REQUEST: Extract the lines that run from the start of the records through the line containing "686, 161, 711, 201", both ends included, and repeat them exactly. Leave the pictures out of your answer.

DATA ENTRIES:
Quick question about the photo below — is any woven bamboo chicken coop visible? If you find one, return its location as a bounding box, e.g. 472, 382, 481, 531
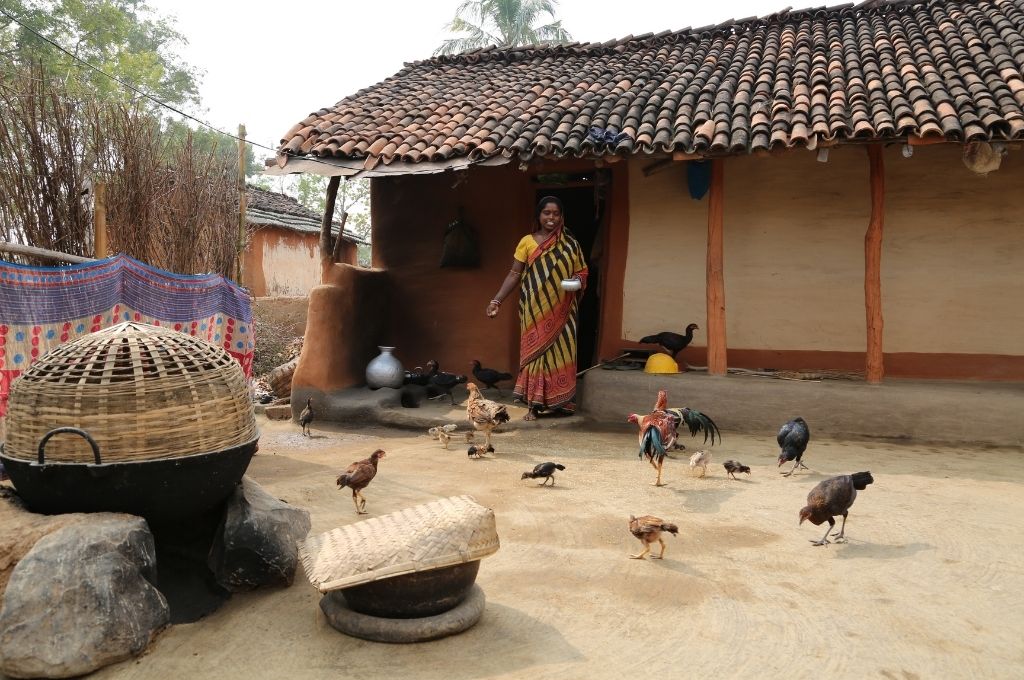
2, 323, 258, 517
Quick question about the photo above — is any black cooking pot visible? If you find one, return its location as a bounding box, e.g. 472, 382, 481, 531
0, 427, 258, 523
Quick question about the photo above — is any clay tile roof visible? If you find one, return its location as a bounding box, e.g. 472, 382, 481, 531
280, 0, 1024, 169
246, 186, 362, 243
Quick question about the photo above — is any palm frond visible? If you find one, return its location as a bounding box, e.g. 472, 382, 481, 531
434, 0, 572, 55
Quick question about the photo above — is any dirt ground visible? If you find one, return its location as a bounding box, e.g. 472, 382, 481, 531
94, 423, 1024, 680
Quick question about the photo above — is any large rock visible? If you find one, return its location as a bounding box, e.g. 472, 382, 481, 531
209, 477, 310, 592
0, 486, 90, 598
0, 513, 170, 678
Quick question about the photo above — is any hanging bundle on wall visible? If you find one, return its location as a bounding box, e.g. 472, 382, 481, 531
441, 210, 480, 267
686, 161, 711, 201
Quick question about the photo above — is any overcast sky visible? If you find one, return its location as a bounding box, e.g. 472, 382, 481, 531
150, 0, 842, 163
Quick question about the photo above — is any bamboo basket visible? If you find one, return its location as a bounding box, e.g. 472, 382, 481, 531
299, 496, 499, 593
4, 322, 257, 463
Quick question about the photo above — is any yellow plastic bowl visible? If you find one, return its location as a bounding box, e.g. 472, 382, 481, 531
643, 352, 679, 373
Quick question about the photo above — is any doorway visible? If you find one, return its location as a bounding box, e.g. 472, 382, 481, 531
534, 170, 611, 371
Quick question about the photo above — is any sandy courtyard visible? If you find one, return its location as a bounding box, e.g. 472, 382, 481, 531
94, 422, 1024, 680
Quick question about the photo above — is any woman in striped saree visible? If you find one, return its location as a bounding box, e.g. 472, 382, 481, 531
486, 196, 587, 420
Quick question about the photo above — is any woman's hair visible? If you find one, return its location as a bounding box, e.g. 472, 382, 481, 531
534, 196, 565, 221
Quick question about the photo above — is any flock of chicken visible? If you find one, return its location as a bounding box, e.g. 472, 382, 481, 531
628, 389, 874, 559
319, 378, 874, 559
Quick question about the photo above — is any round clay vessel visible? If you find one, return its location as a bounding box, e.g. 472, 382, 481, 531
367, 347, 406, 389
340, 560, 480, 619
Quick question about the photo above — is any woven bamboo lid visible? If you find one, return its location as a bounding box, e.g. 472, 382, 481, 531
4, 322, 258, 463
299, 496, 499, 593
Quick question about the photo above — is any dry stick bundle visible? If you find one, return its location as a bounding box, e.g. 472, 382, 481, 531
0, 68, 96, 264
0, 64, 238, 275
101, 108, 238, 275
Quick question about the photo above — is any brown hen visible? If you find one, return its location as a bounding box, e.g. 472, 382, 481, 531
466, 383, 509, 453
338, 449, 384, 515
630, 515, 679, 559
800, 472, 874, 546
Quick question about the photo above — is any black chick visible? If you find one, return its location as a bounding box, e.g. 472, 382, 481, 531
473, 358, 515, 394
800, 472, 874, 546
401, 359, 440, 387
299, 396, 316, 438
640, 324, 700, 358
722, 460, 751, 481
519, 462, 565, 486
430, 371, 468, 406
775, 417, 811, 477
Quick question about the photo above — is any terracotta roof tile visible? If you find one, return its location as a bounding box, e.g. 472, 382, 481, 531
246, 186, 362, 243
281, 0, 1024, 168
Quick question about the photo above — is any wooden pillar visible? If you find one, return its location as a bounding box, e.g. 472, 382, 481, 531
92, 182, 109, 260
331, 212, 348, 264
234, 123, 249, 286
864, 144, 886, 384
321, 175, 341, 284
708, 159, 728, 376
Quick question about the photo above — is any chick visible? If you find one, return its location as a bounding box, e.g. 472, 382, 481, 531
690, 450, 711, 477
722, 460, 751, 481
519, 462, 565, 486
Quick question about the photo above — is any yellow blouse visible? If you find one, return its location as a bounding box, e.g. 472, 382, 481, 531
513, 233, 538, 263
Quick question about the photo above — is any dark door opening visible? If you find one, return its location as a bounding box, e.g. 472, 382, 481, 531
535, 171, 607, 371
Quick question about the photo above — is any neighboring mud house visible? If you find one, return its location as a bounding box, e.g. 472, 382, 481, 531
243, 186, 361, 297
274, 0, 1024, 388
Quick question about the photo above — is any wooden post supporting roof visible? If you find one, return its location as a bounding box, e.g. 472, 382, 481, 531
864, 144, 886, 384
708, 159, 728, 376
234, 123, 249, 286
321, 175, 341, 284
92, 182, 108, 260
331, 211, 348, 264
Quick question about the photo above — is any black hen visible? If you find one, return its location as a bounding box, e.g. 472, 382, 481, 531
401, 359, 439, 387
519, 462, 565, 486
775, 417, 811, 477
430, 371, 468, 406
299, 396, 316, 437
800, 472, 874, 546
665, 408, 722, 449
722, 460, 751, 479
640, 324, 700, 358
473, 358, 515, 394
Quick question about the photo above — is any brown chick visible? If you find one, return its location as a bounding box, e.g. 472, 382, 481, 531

COMPLETED TASK:
Quick question about the photo below — is any woven bamboo chicken coop visible? If you find one, return its location as a bounding box, e.g. 472, 382, 481, 531
2, 323, 258, 517
Quick question about the photo above — is any black cooking pot visible? If you find one, return its location as a bounding box, e.g. 472, 382, 481, 531
0, 427, 258, 523
Quick question about the photo above — is any clay tile roof visible? If you find one, return its location as a bounding box, e.g. 472, 382, 481, 531
280, 0, 1024, 169
246, 186, 362, 243
Quick question about the photo above — is any palm frond visible? If you find one, return its location as a bounding box, e.g. 472, 382, 481, 531
434, 0, 572, 55
Quick question about the photo above — is any dirt ground visible? If you find one, return its location as a bounding box, e.g. 472, 382, 481, 531
94, 423, 1024, 680
Quick question about the photo above — is any large rock visible? If you find one, return its location as a bounding box, e.g. 472, 382, 481, 531
209, 477, 310, 592
0, 486, 90, 598
0, 513, 170, 678
Quick question about the photo above — is any hanging bundle on wall visible? If you find one, return its location as a bounding box, e.g. 472, 382, 481, 531
441, 210, 480, 267
686, 161, 711, 201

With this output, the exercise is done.